#### Tarefa proposta A
No texto sobre a audiência pública, qual comissão promoveu a audiência?
#### Tarefa proposta B
Transcreva do texto sobre a audiência pública o trecho que vai de "Fui convidada para" até "separados por sexo.".

#### Fonte
Fui convidada para falar em uma Audiência Pública que aconteceu na Câmara dos Deputados em Brasília (26/11), promovida pela Comissão de Educação, sobre banheiros e espaços íntimos, como vestiários, separados por sexo.

Supostamente, audiências públicas na Câmara servem como um espaço de debate para temas de interesse público e idealmente devem ser compostas por parlamentares de diferentes partidos, mas, sobretudo, aquelas e aqueles diretamente envolvidos na temática sendo debatida. Isso é de extrema importância porque audiências públicas contam com vozes da sociedade civil que precisam ser ouvidas.

É claro que não é isso o que acontece. A Câmara também é uma câmara de ecos. Para as feministas, tem sido praticamente impossível se inserir no debate público sobre os avanços das políticas de identidade de gênero - até mesmo para mulheres como Reem Alsalem, relatora especial da ONU, isso tem sido um verdadeiro transtorno.

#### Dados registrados
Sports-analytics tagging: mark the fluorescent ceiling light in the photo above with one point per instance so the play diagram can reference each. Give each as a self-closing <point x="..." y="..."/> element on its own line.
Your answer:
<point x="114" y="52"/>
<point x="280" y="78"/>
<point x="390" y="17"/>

#### Resposta escrita A
A Comissão de Educação.

#### Resposta escrita B
Fui convidada para falar em uma Audiência Pública que aconteceu na Câmara dos Deputados em Brasília (26/11), promovida pela Comissão de Educação, sobre banheiros e espaços íntimos, como vestiários, separados por sexo.